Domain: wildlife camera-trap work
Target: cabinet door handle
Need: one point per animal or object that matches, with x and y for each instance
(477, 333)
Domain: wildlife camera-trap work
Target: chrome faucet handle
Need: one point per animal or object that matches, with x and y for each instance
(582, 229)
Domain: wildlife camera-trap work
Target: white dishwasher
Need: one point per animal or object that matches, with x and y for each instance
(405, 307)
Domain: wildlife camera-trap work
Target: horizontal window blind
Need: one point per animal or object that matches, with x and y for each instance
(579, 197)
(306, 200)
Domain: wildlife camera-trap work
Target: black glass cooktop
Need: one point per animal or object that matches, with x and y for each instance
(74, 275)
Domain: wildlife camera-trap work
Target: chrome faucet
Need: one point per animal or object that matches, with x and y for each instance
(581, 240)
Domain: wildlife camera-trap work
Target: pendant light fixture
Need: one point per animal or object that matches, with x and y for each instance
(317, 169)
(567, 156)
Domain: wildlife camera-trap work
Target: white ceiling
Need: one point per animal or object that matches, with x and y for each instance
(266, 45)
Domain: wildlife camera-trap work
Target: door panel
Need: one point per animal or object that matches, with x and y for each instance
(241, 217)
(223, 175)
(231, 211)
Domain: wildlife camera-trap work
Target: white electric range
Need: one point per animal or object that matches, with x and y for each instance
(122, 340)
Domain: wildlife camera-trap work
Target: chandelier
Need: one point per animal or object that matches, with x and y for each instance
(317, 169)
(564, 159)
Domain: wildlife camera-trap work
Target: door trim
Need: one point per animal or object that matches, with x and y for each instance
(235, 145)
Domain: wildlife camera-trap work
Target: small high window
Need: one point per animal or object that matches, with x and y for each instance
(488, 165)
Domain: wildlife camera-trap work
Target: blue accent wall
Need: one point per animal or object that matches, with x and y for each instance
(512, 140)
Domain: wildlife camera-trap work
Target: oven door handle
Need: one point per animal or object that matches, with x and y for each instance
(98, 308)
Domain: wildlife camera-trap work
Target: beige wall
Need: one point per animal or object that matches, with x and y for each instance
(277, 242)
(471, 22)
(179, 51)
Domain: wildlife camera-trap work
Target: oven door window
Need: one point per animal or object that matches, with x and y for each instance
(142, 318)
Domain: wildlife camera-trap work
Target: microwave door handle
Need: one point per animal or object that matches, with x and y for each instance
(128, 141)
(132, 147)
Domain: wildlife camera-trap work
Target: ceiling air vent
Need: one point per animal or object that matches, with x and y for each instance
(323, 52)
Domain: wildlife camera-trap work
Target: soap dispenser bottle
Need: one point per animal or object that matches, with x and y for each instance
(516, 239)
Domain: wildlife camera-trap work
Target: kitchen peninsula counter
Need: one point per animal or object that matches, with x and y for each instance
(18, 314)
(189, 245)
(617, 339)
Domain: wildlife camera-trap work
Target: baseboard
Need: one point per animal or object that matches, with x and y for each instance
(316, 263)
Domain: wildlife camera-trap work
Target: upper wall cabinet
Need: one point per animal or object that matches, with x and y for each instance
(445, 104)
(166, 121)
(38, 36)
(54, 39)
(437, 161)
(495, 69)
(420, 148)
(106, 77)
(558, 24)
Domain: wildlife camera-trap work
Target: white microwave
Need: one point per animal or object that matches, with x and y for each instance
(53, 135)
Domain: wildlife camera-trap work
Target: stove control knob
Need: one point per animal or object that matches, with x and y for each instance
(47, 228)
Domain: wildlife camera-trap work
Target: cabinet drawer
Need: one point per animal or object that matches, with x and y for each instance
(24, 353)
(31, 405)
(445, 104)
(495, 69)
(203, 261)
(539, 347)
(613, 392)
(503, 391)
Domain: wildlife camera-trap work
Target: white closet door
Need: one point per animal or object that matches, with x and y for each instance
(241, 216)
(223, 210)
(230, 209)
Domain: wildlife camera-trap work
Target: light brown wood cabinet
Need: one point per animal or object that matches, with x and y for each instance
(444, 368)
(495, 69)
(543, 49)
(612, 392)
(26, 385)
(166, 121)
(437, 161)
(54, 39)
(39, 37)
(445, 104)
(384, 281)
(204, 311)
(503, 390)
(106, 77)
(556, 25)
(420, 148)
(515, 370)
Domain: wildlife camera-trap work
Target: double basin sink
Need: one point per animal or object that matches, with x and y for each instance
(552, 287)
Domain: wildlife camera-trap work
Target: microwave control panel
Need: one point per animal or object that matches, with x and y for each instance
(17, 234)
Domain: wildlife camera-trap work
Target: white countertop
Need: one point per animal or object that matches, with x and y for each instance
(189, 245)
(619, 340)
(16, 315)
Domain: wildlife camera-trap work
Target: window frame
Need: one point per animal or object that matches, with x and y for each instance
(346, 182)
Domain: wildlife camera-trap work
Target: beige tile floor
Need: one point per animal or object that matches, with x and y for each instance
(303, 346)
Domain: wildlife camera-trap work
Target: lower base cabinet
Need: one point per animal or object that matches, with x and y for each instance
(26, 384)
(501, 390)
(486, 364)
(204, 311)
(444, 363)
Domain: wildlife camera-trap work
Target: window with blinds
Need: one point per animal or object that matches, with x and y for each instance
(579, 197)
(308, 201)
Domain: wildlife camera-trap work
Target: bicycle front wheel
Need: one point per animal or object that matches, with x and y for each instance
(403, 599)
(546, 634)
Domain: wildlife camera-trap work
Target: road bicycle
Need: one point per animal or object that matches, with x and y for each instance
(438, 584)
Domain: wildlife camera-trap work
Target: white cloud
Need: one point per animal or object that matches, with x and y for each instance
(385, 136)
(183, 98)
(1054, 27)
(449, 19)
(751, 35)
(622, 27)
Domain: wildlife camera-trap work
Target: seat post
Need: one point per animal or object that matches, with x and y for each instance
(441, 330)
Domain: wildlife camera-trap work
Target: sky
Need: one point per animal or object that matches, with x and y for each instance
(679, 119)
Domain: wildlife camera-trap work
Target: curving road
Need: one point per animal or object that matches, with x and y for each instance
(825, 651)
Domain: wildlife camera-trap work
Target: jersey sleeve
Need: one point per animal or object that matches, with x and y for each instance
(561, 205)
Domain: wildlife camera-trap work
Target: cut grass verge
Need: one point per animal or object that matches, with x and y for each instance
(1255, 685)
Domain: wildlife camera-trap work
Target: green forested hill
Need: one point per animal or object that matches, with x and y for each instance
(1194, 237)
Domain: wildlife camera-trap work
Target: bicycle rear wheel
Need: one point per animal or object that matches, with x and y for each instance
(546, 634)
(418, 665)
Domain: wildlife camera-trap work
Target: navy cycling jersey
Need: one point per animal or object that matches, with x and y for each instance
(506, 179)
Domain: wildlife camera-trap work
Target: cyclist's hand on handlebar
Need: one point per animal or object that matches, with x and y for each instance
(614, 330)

WHAT THE EXERCISE ASKS >> Pick out and copy every line in the items above that contains the word "cabinet". Case counts, so match only that exact capitalization.

RESPONSE FOR THIS EXERCISE >>
Target: cabinet door handle
Target: upper wall cabinet
Target: cabinet drawer
Target: light brown wood cabinet
Target: lower base cabinet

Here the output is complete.